• _Goal_:
Copy the data from its first line up to and including the line with "0,3 -> 1000,705", swapping "Locate" for "Find" and leaving everything else unchanged.

Stored data entries
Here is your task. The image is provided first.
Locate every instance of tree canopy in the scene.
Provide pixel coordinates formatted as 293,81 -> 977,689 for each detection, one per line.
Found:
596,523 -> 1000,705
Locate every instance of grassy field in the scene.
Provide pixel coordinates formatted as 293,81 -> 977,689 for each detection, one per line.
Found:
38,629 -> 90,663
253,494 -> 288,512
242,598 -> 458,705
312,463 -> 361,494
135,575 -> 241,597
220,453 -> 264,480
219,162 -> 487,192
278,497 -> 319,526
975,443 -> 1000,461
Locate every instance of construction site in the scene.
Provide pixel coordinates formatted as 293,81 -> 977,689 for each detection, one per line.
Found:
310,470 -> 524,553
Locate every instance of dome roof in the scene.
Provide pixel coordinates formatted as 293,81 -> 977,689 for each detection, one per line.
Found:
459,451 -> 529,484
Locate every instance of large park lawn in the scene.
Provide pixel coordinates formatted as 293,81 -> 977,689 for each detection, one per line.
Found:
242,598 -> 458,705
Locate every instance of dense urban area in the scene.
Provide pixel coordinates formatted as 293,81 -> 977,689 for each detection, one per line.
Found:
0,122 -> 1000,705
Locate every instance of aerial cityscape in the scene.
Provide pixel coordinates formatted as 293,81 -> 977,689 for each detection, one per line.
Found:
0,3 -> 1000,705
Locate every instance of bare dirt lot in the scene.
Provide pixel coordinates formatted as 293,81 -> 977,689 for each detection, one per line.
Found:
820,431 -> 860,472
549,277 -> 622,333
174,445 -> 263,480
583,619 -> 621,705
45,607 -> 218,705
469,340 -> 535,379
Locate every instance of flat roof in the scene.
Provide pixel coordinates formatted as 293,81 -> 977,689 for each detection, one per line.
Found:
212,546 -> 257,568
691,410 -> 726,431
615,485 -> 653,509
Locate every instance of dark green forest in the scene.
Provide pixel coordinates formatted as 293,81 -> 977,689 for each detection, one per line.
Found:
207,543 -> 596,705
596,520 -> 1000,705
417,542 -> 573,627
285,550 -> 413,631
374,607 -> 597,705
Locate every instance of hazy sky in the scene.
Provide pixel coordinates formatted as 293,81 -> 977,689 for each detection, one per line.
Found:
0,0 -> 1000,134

• _Solution to the problem_:
Here is your task. The image is provided first.
Find every instance of tree canopy in the scene.
Provide pixel coordinates formatted as 293,81 -> 977,689 for each detection, one per line.
Found:
596,523 -> 1000,705
Find every instance of grassy field in the scene.
Provide pixel coordinates formatted as 293,81 -> 977,689 for each detection, one per line.
Found:
38,629 -> 90,663
253,494 -> 288,512
242,598 -> 458,705
312,463 -> 361,494
135,575 -> 241,597
220,453 -> 264,480
219,162 -> 487,192
278,497 -> 319,526
975,443 -> 1000,461
Find every instance of construction site in the scene.
Provide pixel coordinates formatted as 293,81 -> 977,689 for each detection, one per line.
Found:
310,470 -> 524,553
Find every instance of dome roof in the scene.
Provide pixel coordinates formatted as 293,81 -> 977,689 for each detection, one per line.
Found:
459,451 -> 529,484
Find every instance of large park lawn in the scene.
Provide pixel coordinates formatted as 293,81 -> 977,689 for each detection, one per line.
Found:
242,598 -> 458,705
Find every instance of dense urban area in the scene.
Provide pixel coordinates formatted as 293,81 -> 977,689 for each detection, one per line.
Found:
0,122 -> 1000,705
Find every instance of aerial cityscape in the scene.
Provide pixel coordinates formatted as 293,81 -> 977,689 for each detection, one per line.
Found:
0,3 -> 1000,705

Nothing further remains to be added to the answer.